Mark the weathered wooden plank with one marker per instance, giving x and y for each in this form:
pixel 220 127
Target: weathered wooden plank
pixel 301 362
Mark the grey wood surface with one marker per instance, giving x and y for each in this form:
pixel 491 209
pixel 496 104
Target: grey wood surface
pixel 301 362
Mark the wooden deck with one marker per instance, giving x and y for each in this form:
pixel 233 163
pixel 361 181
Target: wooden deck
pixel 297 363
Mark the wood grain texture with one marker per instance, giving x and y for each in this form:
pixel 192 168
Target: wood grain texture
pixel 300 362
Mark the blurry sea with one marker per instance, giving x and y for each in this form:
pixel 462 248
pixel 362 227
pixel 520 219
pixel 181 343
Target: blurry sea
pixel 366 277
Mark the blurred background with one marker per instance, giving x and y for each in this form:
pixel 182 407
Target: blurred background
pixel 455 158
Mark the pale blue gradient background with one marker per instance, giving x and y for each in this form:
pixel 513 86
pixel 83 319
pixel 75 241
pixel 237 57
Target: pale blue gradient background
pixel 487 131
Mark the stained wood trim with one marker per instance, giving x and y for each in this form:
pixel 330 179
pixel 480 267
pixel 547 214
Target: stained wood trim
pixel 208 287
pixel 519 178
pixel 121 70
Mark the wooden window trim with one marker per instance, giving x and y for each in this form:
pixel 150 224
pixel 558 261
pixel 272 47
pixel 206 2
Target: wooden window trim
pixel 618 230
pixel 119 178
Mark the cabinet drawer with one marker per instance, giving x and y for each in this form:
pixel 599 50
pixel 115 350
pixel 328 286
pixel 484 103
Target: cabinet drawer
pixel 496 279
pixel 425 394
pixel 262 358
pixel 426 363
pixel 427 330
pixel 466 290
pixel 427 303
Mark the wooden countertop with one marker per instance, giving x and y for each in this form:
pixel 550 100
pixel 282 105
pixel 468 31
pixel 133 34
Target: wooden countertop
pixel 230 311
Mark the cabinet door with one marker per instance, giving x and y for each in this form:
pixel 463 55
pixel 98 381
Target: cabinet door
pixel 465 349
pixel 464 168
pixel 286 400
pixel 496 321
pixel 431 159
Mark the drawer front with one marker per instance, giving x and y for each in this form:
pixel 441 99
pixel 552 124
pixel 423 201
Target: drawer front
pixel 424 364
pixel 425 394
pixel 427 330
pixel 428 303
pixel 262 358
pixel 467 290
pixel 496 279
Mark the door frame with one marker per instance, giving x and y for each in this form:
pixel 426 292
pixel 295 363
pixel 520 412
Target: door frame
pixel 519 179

==============================

**Problem statement**
Leave out every line before the one containing "Mark the wooden countertop"; set down that line and all remaining lines of the material exactly.

**Final result**
Mark the wooden countertop with one marker per instance, giving x and y for each in this form:
pixel 550 100
pixel 282 105
pixel 468 31
pixel 133 34
Target: wooden countertop
pixel 230 311
Mark the cabinet door with one marker per instance, giving x and y for each in this form:
pixel 463 55
pixel 98 381
Target: cabinet door
pixel 465 349
pixel 464 168
pixel 286 400
pixel 496 321
pixel 431 159
Mark the drawer front with one marker per instance, giving x and y for each in this form:
pixel 441 99
pixel 552 124
pixel 423 201
Target: drawer front
pixel 424 364
pixel 425 394
pixel 427 330
pixel 428 303
pixel 262 358
pixel 467 290
pixel 496 279
Mark the door frame with one marker per instance, giving x and y for each in this form:
pixel 426 292
pixel 295 363
pixel 520 412
Target: door frame
pixel 519 179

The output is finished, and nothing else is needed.